◆ WHAT YOU ARE ASKED TO DO ◆
Retype the entries character for character, from the first line through the line containing "131 212 L 135", including that line.

◆ DATA SHOWN ◆
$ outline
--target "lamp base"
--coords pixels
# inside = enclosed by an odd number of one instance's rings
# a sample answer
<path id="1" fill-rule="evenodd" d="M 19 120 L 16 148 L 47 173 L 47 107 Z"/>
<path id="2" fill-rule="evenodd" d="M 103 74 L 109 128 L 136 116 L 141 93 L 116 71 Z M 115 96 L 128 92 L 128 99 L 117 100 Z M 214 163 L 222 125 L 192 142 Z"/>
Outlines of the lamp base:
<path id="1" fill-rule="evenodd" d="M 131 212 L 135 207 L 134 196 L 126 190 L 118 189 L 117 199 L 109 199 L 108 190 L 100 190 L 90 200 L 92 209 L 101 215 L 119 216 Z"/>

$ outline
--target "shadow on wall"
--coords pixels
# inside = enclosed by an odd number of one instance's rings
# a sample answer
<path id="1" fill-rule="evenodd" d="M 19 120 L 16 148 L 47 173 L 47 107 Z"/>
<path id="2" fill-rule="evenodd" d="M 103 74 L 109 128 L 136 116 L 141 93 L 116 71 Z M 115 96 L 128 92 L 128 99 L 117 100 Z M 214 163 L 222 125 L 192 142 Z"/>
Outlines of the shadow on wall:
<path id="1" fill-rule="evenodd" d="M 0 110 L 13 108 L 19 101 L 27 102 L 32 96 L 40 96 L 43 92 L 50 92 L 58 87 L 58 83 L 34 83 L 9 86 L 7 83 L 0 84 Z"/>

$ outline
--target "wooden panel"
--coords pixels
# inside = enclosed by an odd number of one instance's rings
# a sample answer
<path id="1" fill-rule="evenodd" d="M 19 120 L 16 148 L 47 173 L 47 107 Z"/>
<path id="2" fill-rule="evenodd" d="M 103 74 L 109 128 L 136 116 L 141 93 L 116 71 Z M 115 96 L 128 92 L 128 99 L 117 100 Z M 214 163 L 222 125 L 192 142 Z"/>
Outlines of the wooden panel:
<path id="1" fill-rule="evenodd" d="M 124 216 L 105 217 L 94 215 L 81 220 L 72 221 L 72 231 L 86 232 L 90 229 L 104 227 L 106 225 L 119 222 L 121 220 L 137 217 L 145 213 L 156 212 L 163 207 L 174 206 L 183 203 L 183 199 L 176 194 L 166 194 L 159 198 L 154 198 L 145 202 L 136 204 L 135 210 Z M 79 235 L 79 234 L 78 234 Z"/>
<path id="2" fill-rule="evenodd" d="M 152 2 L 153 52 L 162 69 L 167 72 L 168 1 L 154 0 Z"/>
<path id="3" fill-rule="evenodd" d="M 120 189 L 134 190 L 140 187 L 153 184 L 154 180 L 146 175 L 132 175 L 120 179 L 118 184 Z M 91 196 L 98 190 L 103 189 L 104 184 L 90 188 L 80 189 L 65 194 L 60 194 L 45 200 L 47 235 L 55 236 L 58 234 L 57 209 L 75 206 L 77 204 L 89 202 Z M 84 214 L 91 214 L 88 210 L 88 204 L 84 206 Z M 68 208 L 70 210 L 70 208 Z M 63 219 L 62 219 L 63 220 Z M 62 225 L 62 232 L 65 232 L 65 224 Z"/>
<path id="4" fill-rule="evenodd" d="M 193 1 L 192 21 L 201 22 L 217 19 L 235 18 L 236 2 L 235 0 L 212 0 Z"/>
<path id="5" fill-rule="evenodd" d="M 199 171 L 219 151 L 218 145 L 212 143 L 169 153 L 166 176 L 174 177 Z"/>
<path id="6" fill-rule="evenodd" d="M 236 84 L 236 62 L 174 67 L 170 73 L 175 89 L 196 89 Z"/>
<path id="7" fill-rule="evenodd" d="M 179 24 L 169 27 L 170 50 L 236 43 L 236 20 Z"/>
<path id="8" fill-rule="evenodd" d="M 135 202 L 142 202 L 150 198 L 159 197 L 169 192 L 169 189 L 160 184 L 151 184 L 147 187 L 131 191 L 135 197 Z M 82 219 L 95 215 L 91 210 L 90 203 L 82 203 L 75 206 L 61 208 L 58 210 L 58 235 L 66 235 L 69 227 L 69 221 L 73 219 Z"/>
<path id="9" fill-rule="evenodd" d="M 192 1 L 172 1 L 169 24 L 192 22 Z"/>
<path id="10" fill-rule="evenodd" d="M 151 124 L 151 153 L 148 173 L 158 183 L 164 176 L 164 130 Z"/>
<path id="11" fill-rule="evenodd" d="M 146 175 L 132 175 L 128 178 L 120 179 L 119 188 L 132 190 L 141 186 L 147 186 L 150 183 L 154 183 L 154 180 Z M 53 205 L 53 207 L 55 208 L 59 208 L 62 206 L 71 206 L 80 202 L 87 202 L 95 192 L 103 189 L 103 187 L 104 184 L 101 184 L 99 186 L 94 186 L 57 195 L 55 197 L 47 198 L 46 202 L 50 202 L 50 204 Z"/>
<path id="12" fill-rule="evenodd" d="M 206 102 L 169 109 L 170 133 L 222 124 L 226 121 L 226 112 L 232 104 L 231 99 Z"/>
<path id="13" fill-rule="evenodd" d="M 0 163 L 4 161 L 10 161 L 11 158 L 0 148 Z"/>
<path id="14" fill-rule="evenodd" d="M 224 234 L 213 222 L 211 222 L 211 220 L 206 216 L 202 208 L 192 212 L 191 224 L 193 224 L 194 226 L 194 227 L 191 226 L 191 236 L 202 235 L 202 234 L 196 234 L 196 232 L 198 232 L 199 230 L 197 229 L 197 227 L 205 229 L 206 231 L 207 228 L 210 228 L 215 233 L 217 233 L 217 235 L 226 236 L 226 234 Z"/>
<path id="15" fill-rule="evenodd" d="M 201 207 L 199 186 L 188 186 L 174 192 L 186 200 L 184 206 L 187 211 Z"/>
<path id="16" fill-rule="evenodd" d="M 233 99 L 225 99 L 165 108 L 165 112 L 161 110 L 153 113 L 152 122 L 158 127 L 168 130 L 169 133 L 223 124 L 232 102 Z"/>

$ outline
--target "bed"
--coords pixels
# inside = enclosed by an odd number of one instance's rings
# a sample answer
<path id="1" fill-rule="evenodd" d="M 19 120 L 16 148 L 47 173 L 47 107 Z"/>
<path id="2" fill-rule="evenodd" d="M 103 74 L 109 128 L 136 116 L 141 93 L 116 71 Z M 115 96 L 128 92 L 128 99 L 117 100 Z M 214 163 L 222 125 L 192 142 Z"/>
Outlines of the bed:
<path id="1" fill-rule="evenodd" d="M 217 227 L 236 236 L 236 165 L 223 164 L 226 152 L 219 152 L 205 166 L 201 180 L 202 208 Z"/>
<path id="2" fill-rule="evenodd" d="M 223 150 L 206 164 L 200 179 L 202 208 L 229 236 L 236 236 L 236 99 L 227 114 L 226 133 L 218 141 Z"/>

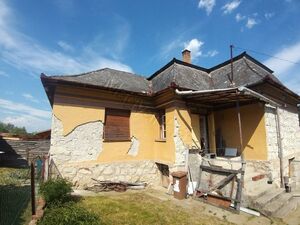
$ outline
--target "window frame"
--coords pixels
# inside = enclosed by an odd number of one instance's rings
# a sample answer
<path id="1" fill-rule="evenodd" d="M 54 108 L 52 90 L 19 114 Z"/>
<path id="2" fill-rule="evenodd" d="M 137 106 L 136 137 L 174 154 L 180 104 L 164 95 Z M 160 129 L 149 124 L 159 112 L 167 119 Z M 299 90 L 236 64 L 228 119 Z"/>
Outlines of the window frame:
<path id="1" fill-rule="evenodd" d="M 119 115 L 118 115 L 119 114 Z M 103 129 L 103 140 L 104 142 L 118 142 L 118 141 L 131 141 L 130 137 L 130 115 L 131 111 L 127 109 L 115 109 L 115 108 L 105 108 L 105 123 L 104 123 L 104 129 Z M 124 132 L 124 135 L 121 135 L 120 137 L 115 136 L 113 133 L 108 134 L 109 128 L 114 128 L 113 125 L 107 125 L 107 117 L 124 117 L 128 119 L 128 128 L 126 129 L 126 134 Z M 120 127 L 115 126 L 120 129 Z M 121 129 L 120 129 L 121 130 Z M 109 131 L 112 132 L 112 131 Z"/>

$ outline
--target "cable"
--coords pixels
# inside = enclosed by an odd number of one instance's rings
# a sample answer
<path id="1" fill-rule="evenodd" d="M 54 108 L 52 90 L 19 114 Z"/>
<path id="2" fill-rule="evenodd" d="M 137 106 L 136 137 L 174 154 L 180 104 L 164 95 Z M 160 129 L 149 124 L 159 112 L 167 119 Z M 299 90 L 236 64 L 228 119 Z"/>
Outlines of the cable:
<path id="1" fill-rule="evenodd" d="M 272 57 L 272 58 L 275 58 L 275 59 L 278 59 L 278 60 L 281 60 L 281 61 L 285 61 L 285 62 L 289 62 L 289 63 L 292 63 L 292 64 L 300 65 L 300 63 L 293 62 L 293 61 L 290 61 L 288 59 L 282 59 L 282 58 L 279 58 L 277 56 L 269 55 L 269 54 L 266 54 L 266 53 L 263 53 L 263 52 L 259 52 L 259 51 L 255 51 L 255 50 L 251 50 L 251 49 L 246 49 L 246 48 L 241 48 L 241 47 L 238 47 L 238 46 L 235 46 L 235 45 L 233 47 L 237 48 L 237 49 L 241 49 L 241 50 L 247 51 L 247 52 L 253 52 L 253 53 L 256 53 L 256 54 L 260 54 L 260 55 L 265 55 L 265 56 L 268 56 L 268 57 Z"/>

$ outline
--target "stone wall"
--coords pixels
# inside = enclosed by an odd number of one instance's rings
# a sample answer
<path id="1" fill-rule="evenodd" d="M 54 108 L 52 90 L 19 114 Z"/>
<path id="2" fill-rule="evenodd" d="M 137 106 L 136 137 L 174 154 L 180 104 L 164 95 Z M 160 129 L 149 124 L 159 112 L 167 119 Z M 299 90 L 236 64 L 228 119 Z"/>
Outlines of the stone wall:
<path id="1" fill-rule="evenodd" d="M 48 155 L 50 140 L 7 140 L 0 139 L 0 165 L 25 167 L 36 157 Z"/>
<path id="2" fill-rule="evenodd" d="M 77 163 L 60 165 L 63 176 L 76 188 L 93 186 L 96 181 L 146 182 L 160 185 L 160 172 L 154 161 L 127 161 L 113 163 Z"/>
<path id="3" fill-rule="evenodd" d="M 175 144 L 175 166 L 184 167 L 186 161 L 186 149 L 180 135 L 180 126 L 178 119 L 174 117 L 174 144 Z"/>
<path id="4" fill-rule="evenodd" d="M 97 158 L 103 149 L 103 123 L 93 121 L 77 126 L 63 135 L 61 121 L 53 115 L 50 161 L 54 171 L 50 176 L 61 175 L 76 188 L 86 188 L 96 180 L 160 183 L 160 173 L 154 161 L 127 161 L 100 163 Z M 132 137 L 127 154 L 138 154 L 139 141 Z M 92 179 L 93 178 L 93 179 Z"/>
<path id="5" fill-rule="evenodd" d="M 96 160 L 102 150 L 103 123 L 89 122 L 63 135 L 62 122 L 53 115 L 50 157 L 57 165 Z"/>

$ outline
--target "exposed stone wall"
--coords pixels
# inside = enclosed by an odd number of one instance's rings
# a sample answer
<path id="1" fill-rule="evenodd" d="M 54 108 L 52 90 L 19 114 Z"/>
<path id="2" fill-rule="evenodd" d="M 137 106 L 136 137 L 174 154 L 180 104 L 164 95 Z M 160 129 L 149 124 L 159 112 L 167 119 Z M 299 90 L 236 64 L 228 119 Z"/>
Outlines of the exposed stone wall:
<path id="1" fill-rule="evenodd" d="M 289 159 L 300 157 L 300 126 L 298 114 L 279 108 L 280 132 L 283 150 L 284 176 L 289 175 Z M 278 155 L 278 138 L 276 126 L 276 109 L 265 107 L 265 124 L 269 171 L 276 183 L 280 181 L 280 159 Z"/>
<path id="2" fill-rule="evenodd" d="M 93 186 L 99 181 L 146 182 L 148 185 L 160 184 L 160 173 L 155 162 L 150 160 L 114 163 L 88 163 L 60 165 L 63 176 L 76 188 Z M 93 178 L 93 179 L 92 179 Z"/>
<path id="3" fill-rule="evenodd" d="M 279 109 L 283 155 L 300 153 L 300 125 L 297 112 Z"/>
<path id="4" fill-rule="evenodd" d="M 136 156 L 139 140 L 132 137 L 127 154 Z M 69 179 L 77 188 L 92 186 L 96 180 L 146 182 L 157 185 L 160 175 L 156 164 L 150 160 L 127 162 L 96 162 L 103 148 L 103 123 L 94 121 L 77 126 L 63 135 L 62 122 L 53 115 L 50 158 L 56 176 Z M 93 178 L 93 179 L 92 179 Z"/>
<path id="5" fill-rule="evenodd" d="M 63 135 L 62 122 L 53 115 L 50 157 L 57 165 L 96 160 L 102 150 L 103 124 L 90 122 Z"/>

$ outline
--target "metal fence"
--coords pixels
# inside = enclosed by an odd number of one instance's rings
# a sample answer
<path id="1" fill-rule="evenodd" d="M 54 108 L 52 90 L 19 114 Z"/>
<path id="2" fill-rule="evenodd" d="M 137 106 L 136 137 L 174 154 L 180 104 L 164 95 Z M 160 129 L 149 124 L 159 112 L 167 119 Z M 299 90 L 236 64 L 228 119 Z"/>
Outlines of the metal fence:
<path id="1" fill-rule="evenodd" d="M 0 225 L 28 224 L 31 220 L 46 163 L 47 158 L 40 156 L 32 158 L 31 167 L 1 167 L 0 163 Z"/>

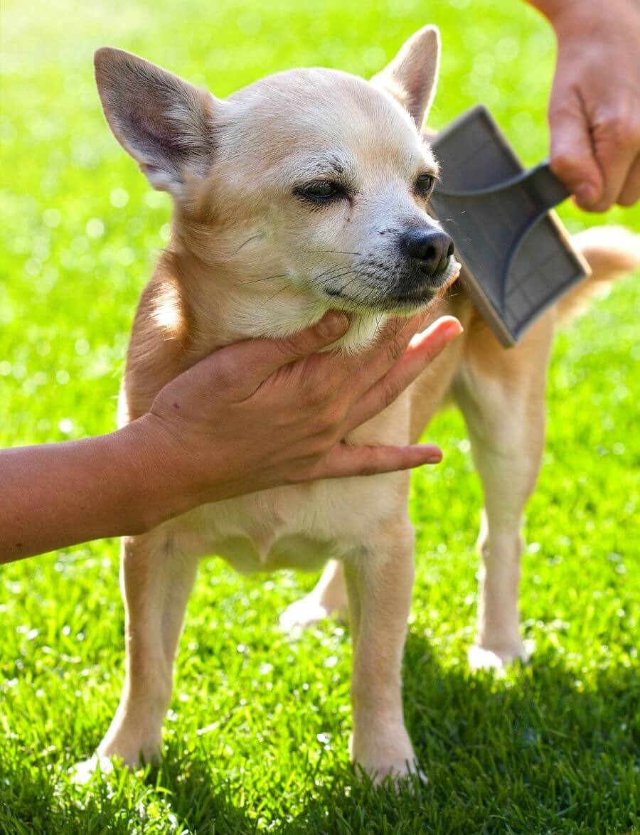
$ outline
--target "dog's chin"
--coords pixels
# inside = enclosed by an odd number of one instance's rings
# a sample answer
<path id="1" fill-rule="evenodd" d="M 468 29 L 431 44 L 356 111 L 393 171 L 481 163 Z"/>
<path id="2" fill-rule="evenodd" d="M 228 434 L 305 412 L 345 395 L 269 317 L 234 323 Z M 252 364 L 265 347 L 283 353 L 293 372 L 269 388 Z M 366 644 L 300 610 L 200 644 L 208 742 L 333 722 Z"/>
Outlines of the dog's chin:
<path id="1" fill-rule="evenodd" d="M 388 293 L 380 293 L 377 297 L 367 298 L 363 303 L 357 297 L 350 298 L 348 294 L 332 291 L 335 308 L 344 307 L 351 312 L 384 313 L 385 315 L 412 316 L 421 311 L 427 311 L 441 299 L 460 275 L 458 261 L 451 260 L 449 266 L 437 286 L 431 284 L 411 287 L 409 290 L 396 288 Z"/>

◆ ANSWER ◆
$ outline
--target "lamp base"
--coords pixels
# inside = enclosed by an odd number of one instance's rings
# a sample answer
<path id="1" fill-rule="evenodd" d="M 19 120 L 16 148 L 47 173 L 47 107 Z"/>
<path id="2" fill-rule="evenodd" d="M 103 74 L 109 128 L 136 116 L 141 93 L 116 71 Z M 115 96 L 128 92 L 128 99 L 117 100 Z M 214 163 L 222 125 L 192 142 Z"/>
Outlines of the lamp base:
<path id="1" fill-rule="evenodd" d="M 131 212 L 135 207 L 134 196 L 126 190 L 118 189 L 117 199 L 109 199 L 108 190 L 100 190 L 90 200 L 92 209 L 101 215 L 119 216 Z"/>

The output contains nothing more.